TEXT UNDER STUDY:
“An ounce of prevention is worth a pound of cure,” noted Benjamin Franklin. Too bad the founding father is not here to help guide us with our much-needed healthcare reform.
The fact is unless you’ve been living under a rock for the past decade or so, you know preventive practices reduce disease rates and promote good health. Yet, surprisingly, a mere 2 percent to 3 percent of today’s healthcare expenditures are directed toward prevention. We are painfully aware that Americans are obese, stressed, sedentary, and don’t get enough sleep; yet, we don’t spend money on improving the situation and preventing diseases caused by these problems.
Instead of expanding true prevention programs, our present healthcare system is focused on diagnosing and discovering more diseases, testing ad nauseam, creating new and highly expensive technologies, and developing an infinite array of drugs.
Conventional medical training and treatments are solely aimed at searching for disease. Success in our healthcare system is achieved when the patient spends his life caught in the spin cycle of doctor visits and never-ending testing, leading to finding the disease that will eventually “express” itself and give the system a raison d’etre.

ENTRIES SUPPLIED:
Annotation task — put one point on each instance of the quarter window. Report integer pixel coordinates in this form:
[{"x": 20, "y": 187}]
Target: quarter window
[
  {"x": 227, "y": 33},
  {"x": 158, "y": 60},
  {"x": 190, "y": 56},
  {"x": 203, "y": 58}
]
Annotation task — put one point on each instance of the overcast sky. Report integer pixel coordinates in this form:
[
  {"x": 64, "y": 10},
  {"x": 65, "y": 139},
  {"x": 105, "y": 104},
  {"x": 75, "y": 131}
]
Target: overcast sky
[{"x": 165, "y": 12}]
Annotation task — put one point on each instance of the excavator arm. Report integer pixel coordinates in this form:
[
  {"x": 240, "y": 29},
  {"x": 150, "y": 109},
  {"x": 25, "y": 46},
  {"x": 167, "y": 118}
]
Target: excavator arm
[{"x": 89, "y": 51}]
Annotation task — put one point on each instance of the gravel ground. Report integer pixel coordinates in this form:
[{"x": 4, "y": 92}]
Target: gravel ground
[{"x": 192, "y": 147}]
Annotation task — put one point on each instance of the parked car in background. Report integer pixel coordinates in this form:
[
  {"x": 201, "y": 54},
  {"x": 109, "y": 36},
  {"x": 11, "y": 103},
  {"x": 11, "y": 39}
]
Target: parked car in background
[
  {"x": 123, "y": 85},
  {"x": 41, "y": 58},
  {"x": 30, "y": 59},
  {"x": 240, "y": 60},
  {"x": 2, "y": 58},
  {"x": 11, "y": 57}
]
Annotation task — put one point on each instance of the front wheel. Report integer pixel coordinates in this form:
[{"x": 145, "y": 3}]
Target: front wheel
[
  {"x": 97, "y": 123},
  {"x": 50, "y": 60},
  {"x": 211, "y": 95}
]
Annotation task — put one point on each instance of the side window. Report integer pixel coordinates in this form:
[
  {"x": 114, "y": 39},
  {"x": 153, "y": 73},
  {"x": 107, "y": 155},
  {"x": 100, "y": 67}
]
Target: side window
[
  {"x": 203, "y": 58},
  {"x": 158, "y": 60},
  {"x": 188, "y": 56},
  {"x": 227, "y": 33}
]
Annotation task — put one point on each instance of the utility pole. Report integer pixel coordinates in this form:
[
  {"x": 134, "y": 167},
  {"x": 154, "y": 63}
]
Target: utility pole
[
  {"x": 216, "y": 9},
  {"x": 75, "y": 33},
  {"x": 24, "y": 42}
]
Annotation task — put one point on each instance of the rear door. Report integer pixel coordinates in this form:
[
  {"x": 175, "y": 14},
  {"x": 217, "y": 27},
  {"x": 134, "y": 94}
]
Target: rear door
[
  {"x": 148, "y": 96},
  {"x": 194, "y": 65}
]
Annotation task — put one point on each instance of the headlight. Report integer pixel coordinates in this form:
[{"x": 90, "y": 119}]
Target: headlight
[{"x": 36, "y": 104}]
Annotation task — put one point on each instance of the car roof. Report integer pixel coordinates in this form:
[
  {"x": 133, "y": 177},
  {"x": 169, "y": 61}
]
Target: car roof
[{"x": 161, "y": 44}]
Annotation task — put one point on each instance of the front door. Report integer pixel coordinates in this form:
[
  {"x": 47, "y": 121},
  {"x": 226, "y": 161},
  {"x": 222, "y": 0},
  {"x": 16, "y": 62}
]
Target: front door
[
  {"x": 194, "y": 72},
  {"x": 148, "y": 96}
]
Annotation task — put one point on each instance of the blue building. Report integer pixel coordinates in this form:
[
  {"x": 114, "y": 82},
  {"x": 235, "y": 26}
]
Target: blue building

PROBLEMS AND TASKS:
a: Print everything in the passage on preventive healthcare from "The fact is" down to "by these problems.".
b: Carry on the essay about prevention in healthcare, starting after its final sentence.

ANSWER SET:
a:
The fact is unless you’ve been living under a rock for the past decade or so, you know preventive practices reduce disease rates and promote good health. Yet, surprisingly, a mere 2 percent to 3 percent of today’s healthcare expenditures are directed toward prevention. We are painfully aware that Americans are obese, stressed, sedentary, and don’t get enough sleep; yet, we don’t spend money on improving the situation and preventing diseases caused by these problems.

b:
Providing true prevention is not even a consideration — our present healthcare industry is programmed to swing into action with its high-tech, high-cost, disease-fighting arsenal. Peace and cooperation is not part of this equation.
No wonder the system is costing us $1.8 trillion a year — and is certain to get more expensive.
There’s an army of special interests in Washington — drug companies, hospitals, and the medical establishment — lobbying like crazy to make sure Congress doesn’t disturb the status quo. Too bad if the country goes broke! Too bad, if, instead of enjoying life, we spend our time terrified into being sick.
The discussion about prevention has been going on for decades, but it has nothing to do with early diagnosis of disease, which is what most conventional doctors and patients have been taught it is.
Let me explain. W.B., a patient of mine, had a physical with her local internist recently. As a courtesy, the doctor sent me the report from her chart. In a newly developed section under the heading, “Prevention,” the doctor recorded the following list of tests and immunizations he recommended for the patient:
• mammogram
• Pap smear
• colonoscopy
• bone density
• pneumonia and influenza immunizations
None of these tests will prevent anything. They are all part of the healthcare system’s early diagnosis of disease branch. My patient was scared that if she didn’t have all the tests immediately performed, she would further endanger her health.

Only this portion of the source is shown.